■ INSTRUCTION A ■
In the forum post on the Paul Hunter Classic 2015, who made the highest break of the day on Friday?

■ GIVEN TEXT ■
>> Start

# Snooker - Paul Hunter Classic 2015



## Maximilian (Aug 30, 2015)

This week the “Paul Hunter Classic 2015” snooker tournament, part of the Players Tour Championship, takes place in Fuerth, Germany, nearby my hometown. The final is on this Sunday (today). 
I could manage to go there last Friday for the first time. To make it short:
I had a great time, did see several really good matches, Shaun Murphy (former World Champion) in great shape, two century breaks, including the highest of the day (140 by Liang Wenbo) and I could take several good pictures to remember that day.

Prior to the tournament I couldn't find any information about the rules of photography for spectators so I was cautious not to oversize my equipment and get banned from the tables like some smart phone usesers with flashes were. I went there with the smallest reasonable camera setup:
- EOS 100D body (eq. SL1)
- 24mm and
- 40 mm F2.8 STM pancakes and the
- 85 mm F1.8 
all fitting into one small bag together with spare battery and sd card.

>> End

■ RECORD EXCERPTS ■
>> Start

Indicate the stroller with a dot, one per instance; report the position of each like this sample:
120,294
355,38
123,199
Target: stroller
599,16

>> End
>> Start

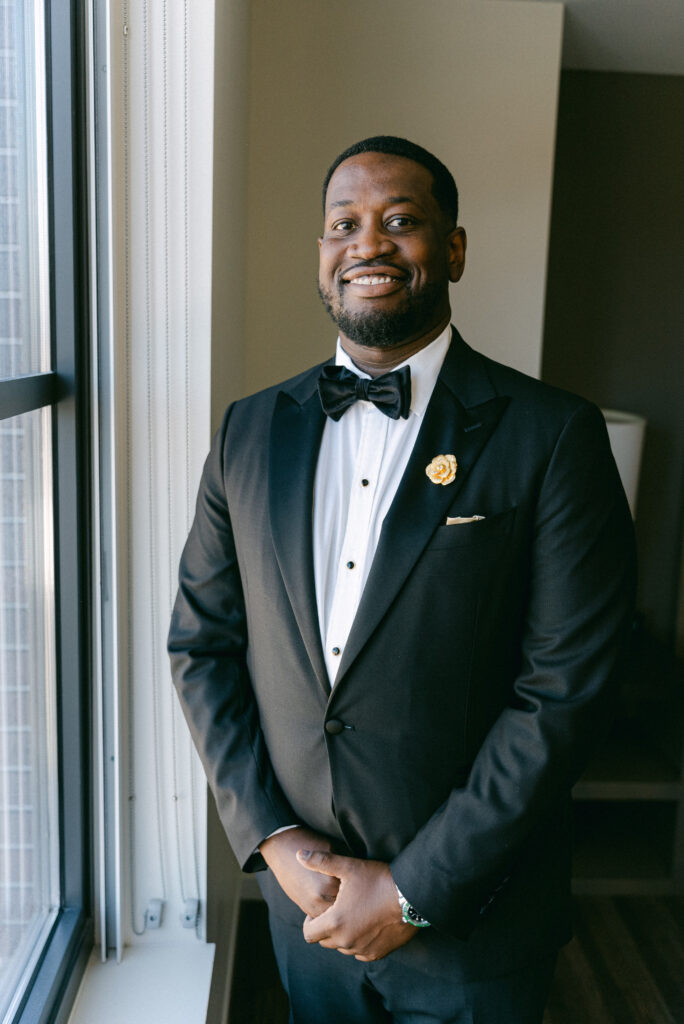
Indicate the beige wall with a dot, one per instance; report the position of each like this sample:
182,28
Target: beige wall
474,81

>> End
>> Start

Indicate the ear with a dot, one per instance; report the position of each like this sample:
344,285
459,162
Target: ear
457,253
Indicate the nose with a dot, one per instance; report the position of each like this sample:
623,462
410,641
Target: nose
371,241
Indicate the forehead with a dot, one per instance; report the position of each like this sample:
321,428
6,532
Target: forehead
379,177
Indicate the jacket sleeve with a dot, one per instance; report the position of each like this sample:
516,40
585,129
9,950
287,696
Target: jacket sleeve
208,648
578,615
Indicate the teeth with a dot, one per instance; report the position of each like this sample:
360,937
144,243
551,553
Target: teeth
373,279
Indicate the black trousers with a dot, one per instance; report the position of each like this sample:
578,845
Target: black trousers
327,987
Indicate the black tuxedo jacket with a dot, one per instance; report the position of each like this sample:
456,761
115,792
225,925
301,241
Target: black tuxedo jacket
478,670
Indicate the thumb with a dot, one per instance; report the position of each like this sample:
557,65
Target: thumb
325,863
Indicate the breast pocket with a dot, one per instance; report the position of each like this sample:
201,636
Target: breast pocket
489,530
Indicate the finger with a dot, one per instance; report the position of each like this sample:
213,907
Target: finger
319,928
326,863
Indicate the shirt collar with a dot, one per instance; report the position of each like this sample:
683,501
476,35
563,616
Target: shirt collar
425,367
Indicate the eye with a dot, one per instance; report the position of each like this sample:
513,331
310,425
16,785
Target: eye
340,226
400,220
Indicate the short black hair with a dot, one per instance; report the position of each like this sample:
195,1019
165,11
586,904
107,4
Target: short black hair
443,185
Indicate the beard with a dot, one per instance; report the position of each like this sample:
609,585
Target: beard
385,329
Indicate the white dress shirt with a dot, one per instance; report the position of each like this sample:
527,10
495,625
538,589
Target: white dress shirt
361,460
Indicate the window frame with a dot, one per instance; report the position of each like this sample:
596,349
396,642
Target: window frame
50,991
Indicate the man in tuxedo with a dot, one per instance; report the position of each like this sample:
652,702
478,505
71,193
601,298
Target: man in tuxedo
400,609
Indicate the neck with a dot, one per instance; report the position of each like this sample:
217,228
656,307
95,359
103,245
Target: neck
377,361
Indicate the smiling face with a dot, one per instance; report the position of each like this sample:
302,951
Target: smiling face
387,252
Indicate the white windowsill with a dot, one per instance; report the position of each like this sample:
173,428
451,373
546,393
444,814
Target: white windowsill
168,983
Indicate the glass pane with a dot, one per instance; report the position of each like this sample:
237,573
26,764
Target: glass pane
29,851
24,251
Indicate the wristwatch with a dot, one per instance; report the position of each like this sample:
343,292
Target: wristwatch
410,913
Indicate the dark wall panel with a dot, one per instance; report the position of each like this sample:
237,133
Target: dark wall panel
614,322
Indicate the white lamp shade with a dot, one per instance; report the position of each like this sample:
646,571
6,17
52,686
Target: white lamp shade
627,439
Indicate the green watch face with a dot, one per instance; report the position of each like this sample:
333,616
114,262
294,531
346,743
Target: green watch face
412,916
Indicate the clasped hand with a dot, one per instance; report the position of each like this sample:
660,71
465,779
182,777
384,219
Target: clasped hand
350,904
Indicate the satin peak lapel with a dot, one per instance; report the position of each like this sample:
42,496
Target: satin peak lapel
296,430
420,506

>> End

■ INSTRUCTION B ■
Report every line of the listing that holds the word "beige". Case counts.

■ FINISHED ANSWER A ■
Liang Wenbo, with a break of 140.

■ FINISHED ANSWER B ■
Indicate the beige wall with a dot, one per instance; report the position of each like this sample:
Target: beige wall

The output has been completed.